**EXERCISE DETAILS**
Reproduce the items below word for word, starting with the line that contains "We need bounding boxes for grassy" and going on through the line that contains "[404,295,417,316]", with both of those lines included.

--- Start INPUT MATERIAL ---

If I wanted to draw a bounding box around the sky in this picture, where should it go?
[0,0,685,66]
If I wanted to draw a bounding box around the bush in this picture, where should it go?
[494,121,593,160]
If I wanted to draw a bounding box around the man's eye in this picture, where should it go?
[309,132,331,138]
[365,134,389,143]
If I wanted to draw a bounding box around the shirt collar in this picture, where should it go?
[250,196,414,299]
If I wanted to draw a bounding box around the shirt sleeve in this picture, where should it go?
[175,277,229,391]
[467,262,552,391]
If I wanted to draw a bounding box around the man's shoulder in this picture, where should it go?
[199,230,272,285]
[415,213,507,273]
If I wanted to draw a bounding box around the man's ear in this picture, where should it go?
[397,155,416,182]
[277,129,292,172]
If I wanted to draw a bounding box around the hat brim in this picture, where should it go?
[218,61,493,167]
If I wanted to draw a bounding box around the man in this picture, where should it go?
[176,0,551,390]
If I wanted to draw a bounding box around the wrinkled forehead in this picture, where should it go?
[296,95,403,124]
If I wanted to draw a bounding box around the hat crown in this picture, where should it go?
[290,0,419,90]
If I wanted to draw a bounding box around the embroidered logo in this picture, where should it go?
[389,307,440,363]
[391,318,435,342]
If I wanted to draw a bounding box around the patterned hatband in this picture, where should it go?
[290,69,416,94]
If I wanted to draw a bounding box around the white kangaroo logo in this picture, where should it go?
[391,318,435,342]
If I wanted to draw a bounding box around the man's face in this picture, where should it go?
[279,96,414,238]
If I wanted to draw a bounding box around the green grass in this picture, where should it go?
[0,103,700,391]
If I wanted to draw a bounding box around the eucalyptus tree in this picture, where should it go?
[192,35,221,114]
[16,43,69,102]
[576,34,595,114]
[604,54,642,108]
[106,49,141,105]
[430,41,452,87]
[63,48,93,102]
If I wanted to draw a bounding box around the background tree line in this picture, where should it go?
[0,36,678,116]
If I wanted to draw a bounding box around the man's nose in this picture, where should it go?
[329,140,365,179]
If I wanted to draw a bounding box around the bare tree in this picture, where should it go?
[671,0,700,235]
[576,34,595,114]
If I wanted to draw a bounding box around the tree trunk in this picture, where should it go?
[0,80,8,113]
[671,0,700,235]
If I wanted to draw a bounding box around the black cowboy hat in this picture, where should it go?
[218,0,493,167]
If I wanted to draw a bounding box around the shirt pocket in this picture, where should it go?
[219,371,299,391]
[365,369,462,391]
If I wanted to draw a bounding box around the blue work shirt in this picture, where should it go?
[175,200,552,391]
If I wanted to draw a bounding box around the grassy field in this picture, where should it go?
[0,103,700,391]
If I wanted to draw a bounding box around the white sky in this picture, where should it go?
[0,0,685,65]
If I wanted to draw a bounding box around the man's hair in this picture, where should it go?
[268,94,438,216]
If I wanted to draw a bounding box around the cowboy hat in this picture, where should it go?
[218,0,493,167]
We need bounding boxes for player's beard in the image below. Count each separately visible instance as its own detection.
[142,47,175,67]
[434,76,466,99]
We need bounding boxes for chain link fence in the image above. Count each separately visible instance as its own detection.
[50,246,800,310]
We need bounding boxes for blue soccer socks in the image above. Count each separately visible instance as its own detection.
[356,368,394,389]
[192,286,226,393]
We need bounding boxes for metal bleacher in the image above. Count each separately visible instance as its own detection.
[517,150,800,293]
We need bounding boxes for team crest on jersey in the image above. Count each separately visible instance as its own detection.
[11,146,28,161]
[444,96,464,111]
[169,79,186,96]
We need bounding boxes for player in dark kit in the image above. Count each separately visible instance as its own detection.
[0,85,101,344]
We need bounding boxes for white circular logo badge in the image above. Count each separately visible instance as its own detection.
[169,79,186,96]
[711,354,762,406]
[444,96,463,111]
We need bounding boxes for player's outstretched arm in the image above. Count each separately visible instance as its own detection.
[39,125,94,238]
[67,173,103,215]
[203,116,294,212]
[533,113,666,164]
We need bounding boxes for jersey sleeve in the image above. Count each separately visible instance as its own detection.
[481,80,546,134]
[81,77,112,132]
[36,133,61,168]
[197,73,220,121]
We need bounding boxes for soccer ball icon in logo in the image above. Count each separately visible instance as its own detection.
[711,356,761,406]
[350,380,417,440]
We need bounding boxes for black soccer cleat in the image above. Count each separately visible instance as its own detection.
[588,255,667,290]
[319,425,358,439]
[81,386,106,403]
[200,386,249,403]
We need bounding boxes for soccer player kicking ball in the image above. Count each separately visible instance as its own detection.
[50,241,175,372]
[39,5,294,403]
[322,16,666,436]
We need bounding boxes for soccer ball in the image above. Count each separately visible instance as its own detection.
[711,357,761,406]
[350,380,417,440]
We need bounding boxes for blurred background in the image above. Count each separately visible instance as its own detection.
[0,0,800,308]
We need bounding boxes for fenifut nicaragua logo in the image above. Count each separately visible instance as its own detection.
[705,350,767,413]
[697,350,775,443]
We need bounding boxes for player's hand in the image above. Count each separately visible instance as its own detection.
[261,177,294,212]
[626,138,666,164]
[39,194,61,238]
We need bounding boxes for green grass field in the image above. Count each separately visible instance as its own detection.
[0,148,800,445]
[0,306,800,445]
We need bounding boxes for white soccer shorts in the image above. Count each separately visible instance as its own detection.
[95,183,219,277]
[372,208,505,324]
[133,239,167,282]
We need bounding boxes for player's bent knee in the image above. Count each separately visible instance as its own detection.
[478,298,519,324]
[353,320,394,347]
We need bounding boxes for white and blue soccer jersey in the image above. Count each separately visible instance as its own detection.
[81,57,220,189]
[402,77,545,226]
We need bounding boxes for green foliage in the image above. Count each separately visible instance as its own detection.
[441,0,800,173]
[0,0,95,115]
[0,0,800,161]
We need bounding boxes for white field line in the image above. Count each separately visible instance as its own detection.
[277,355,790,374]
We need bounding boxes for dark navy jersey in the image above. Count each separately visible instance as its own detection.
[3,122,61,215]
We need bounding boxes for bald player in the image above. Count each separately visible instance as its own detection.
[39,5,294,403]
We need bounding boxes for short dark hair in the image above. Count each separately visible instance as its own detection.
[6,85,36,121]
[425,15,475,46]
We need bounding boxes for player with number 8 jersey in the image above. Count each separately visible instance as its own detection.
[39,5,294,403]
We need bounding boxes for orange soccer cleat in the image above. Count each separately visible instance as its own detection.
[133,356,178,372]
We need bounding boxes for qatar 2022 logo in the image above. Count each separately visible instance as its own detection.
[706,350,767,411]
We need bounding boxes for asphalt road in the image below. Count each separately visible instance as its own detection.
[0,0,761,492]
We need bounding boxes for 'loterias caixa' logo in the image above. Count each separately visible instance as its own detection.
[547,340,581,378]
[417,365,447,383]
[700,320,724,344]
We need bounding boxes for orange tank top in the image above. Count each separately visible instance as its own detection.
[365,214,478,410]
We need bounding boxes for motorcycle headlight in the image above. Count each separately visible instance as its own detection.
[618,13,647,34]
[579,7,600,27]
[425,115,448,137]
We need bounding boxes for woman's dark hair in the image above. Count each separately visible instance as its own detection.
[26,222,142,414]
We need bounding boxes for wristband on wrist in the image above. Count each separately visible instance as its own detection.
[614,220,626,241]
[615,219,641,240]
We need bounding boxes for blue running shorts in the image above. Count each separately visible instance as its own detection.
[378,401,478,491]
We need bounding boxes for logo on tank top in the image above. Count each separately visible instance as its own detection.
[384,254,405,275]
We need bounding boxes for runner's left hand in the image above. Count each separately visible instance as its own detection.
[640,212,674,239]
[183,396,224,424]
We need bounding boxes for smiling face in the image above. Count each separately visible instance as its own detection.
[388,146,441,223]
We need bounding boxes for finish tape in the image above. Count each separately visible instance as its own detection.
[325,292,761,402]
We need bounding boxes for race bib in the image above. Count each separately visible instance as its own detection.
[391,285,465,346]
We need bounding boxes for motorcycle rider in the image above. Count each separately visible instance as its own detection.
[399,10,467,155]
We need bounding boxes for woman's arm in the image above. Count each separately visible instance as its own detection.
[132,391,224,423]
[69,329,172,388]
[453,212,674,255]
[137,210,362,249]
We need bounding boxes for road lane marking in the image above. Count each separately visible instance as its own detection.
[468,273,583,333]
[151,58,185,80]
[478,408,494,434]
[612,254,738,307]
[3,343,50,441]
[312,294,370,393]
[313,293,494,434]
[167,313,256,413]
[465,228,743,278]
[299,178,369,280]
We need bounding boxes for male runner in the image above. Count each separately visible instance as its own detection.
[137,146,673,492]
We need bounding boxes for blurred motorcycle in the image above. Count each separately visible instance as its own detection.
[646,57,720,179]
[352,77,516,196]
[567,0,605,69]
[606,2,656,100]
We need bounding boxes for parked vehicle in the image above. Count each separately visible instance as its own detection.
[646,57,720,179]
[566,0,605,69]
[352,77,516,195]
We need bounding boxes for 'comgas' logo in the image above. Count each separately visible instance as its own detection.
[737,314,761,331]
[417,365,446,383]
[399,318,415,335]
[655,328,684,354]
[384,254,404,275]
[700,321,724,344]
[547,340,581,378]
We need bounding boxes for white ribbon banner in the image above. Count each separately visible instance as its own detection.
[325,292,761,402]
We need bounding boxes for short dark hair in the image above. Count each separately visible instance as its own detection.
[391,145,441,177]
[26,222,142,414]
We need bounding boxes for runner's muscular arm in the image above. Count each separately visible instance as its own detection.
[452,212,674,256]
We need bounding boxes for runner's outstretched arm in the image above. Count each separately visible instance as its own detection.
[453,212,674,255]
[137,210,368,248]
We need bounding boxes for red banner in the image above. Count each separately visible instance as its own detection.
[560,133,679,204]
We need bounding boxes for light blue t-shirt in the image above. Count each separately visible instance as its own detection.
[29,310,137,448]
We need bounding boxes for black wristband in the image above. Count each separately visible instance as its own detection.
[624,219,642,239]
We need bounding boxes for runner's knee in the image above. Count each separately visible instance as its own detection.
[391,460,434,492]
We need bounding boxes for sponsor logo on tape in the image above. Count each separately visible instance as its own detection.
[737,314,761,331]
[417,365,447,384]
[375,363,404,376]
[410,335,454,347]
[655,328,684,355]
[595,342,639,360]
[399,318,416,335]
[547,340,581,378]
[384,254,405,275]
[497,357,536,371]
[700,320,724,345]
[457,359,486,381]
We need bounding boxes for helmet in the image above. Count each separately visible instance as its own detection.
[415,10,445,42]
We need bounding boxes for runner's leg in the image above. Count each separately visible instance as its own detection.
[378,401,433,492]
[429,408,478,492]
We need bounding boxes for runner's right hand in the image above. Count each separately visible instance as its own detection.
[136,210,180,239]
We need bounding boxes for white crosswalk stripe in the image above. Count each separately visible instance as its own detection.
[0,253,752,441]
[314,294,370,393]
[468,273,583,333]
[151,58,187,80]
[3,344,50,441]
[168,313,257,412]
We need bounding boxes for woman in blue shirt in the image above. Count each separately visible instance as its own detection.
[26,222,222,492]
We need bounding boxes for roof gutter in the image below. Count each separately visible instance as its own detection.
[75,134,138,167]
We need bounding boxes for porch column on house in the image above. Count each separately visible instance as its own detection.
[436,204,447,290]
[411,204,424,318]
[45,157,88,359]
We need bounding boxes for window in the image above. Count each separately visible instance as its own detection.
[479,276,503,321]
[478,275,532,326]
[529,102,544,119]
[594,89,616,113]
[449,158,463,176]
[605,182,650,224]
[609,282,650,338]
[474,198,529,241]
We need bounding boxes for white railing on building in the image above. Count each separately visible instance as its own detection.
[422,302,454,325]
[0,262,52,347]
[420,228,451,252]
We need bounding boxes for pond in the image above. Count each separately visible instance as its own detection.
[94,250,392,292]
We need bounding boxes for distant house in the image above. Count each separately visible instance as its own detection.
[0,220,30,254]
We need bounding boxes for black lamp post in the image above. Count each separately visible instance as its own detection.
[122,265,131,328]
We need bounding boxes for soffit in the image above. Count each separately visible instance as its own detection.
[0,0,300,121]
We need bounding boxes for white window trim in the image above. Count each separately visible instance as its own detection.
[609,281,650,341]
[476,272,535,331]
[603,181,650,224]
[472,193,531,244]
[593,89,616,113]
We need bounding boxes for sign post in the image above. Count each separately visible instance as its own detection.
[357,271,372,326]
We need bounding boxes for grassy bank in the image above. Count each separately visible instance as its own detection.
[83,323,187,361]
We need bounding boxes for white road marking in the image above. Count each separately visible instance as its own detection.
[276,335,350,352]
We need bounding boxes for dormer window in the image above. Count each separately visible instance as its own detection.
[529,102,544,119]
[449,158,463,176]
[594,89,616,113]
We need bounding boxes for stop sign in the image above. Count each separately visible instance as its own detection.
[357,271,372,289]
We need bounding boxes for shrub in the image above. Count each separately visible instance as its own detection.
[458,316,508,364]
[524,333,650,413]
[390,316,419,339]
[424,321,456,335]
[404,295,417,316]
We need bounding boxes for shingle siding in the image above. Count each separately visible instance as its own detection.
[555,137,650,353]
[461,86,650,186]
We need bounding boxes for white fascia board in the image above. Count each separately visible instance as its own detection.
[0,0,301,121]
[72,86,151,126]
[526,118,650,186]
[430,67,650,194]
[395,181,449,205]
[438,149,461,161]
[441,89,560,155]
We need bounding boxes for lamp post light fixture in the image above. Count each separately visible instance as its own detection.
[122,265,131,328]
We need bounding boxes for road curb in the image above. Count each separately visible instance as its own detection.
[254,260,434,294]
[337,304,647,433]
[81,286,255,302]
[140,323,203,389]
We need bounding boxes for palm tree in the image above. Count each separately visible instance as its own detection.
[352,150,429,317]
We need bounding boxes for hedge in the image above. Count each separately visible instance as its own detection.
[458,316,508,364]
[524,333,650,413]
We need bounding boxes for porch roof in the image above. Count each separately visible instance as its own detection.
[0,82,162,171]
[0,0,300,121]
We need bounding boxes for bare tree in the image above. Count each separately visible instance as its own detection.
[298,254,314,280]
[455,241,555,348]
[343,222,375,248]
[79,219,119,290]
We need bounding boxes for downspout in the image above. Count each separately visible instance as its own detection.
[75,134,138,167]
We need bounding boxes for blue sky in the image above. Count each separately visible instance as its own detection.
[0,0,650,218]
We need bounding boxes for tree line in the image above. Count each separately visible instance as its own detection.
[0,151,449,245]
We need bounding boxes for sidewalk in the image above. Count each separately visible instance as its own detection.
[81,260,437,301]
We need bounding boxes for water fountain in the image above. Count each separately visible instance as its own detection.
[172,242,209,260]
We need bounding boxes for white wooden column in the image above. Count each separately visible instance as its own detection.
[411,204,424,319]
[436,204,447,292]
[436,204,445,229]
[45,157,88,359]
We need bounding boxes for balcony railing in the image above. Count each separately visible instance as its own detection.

--- End INPUT MATERIAL ---

**OUTPUT OF THE TASK**
We need bounding boxes for grassy bank in the image above. Count each separately visible instance as its own detection.
[83,323,187,361]
We need bounding boxes for white road marking in the image above. Count each separately visible instance as its own detection.
[276,335,350,352]
We need bounding boxes for dormer window in the image above. Count each separately visible instance as its own detection.
[529,102,544,119]
[449,158,463,176]
[594,89,616,113]
We need bounding boxes for stop sign in the image above. Count each separately visible instance as its own detection.
[357,271,372,289]
We need bounding boxes for shrub in the image above. Count each separately visible instance as its own detection.
[458,316,508,364]
[524,333,650,413]
[390,316,419,339]
[424,321,456,335]
[404,295,417,316]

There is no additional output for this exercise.